Items listed in a dataset:
■ ■ ■

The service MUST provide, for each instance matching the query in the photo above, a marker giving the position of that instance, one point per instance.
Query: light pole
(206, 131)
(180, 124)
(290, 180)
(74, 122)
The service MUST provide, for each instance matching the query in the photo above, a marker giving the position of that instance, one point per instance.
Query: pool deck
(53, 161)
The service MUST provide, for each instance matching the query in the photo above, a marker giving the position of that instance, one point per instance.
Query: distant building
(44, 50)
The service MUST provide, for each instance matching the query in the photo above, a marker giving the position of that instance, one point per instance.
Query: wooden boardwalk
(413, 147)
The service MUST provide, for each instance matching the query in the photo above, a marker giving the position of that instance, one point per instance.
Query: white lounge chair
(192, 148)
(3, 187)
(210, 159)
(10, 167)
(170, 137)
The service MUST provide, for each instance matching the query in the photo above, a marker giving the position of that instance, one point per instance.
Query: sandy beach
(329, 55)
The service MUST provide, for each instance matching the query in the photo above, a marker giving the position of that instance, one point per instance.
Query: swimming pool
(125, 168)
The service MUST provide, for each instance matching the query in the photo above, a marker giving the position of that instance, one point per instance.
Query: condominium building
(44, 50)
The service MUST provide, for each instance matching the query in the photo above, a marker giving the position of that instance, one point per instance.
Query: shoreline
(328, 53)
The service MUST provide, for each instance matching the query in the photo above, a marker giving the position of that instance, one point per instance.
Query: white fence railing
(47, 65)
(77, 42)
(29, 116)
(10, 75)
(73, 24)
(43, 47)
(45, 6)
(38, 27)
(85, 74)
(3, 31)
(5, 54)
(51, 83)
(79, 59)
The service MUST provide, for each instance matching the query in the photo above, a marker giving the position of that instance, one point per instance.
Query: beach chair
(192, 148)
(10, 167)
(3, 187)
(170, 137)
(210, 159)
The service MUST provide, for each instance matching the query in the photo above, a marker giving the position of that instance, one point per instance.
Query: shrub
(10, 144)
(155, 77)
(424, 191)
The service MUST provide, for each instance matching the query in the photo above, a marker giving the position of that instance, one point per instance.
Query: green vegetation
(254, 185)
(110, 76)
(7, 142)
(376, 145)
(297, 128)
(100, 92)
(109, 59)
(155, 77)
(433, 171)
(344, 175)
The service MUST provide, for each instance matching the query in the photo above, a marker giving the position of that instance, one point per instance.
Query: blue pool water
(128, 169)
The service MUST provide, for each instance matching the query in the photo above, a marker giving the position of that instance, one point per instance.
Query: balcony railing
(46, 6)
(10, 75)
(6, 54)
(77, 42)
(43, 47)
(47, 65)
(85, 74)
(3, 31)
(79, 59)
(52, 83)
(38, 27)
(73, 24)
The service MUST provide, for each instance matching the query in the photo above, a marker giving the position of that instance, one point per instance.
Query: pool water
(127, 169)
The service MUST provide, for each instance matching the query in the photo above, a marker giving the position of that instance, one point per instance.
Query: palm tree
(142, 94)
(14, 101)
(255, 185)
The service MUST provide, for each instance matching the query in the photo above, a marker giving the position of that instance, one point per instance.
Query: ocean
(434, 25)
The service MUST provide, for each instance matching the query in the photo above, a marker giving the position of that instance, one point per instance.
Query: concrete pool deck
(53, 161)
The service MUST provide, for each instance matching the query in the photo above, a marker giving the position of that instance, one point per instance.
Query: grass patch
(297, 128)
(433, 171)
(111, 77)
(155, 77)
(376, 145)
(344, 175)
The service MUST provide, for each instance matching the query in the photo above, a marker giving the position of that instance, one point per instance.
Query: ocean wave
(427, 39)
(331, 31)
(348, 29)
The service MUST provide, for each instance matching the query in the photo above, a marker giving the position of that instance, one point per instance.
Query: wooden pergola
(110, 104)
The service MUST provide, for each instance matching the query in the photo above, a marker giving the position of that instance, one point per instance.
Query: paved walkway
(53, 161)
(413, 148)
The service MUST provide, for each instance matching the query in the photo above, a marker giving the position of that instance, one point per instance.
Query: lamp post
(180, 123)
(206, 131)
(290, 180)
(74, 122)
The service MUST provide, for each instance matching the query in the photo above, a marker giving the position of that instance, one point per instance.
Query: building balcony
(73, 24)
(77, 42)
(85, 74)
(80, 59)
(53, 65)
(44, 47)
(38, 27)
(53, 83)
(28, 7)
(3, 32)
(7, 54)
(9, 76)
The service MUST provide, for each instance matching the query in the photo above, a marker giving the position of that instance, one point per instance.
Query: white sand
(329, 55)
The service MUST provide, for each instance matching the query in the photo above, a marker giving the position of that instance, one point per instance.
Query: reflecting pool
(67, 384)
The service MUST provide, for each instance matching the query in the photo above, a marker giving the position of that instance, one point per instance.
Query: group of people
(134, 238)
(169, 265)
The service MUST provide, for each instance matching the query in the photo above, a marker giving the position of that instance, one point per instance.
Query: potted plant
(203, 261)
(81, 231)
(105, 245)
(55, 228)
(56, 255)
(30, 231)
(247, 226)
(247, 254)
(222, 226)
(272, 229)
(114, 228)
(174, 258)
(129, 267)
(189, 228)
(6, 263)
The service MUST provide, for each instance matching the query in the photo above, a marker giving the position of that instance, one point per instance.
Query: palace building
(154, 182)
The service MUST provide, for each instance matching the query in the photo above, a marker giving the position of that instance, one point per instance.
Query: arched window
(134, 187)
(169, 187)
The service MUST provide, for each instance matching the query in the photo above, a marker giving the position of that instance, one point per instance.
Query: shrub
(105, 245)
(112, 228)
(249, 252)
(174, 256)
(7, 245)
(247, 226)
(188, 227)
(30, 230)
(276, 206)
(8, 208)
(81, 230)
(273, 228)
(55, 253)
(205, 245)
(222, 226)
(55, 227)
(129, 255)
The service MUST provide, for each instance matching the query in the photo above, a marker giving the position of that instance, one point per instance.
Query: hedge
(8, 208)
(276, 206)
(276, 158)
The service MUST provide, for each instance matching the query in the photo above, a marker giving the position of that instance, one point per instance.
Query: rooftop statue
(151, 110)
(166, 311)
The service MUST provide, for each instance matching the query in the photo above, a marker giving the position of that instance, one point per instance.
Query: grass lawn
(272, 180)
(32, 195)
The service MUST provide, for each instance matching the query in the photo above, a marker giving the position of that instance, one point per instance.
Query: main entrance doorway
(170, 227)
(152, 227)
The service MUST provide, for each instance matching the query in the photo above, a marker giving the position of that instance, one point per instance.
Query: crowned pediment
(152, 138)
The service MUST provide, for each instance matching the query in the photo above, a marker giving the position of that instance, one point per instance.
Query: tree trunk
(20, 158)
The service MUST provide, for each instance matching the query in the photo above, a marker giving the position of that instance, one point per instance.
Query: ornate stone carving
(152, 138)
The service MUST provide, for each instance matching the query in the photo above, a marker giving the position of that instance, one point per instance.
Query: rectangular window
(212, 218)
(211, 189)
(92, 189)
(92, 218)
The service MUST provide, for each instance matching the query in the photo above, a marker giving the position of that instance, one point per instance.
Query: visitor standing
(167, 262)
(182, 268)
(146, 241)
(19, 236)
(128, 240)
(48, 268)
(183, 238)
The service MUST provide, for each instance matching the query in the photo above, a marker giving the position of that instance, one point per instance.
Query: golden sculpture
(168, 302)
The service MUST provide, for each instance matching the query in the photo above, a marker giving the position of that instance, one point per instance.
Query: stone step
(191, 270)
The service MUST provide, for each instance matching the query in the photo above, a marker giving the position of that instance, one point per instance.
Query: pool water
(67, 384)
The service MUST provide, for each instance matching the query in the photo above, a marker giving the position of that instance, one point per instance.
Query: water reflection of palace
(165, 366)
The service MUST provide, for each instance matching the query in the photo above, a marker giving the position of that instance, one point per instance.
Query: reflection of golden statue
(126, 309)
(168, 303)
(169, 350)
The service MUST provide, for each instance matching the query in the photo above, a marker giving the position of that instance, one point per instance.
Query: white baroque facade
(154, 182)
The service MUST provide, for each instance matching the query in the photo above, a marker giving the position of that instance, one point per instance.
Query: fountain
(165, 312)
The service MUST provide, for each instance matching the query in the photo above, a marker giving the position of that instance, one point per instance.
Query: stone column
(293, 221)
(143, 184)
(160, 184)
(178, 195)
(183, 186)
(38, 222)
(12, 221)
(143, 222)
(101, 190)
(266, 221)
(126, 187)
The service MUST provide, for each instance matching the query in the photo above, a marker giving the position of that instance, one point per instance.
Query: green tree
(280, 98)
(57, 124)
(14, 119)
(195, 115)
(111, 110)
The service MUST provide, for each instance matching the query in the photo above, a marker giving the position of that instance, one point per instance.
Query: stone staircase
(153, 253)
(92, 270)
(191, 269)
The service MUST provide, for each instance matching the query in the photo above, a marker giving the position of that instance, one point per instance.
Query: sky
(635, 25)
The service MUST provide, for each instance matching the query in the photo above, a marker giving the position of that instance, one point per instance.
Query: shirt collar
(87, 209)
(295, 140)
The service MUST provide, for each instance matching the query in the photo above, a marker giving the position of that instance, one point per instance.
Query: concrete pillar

■ ■ ■

How to complete this task: Only the lines from the one that contains "Query: stone staircase" to the end of the entries above should be given again, exactly and in full.

Exercise answer:
Query: stone staircase
(153, 253)
(92, 270)
(191, 269)
The service MUST provide, for each instance matching the query in the photo above, a marker giving the position of that instance, one point per instance.
Query: sky
(635, 25)
The service MUST provide, for each instance matching the query in the photo above, a marker giving the position of that instance, one point per instance.
Query: shirt collar
(87, 209)
(295, 140)
The service MUST provide, for each instance matching the query in the photo above, a marker giving the position of that instance, one point per instance.
Query: concrete pillar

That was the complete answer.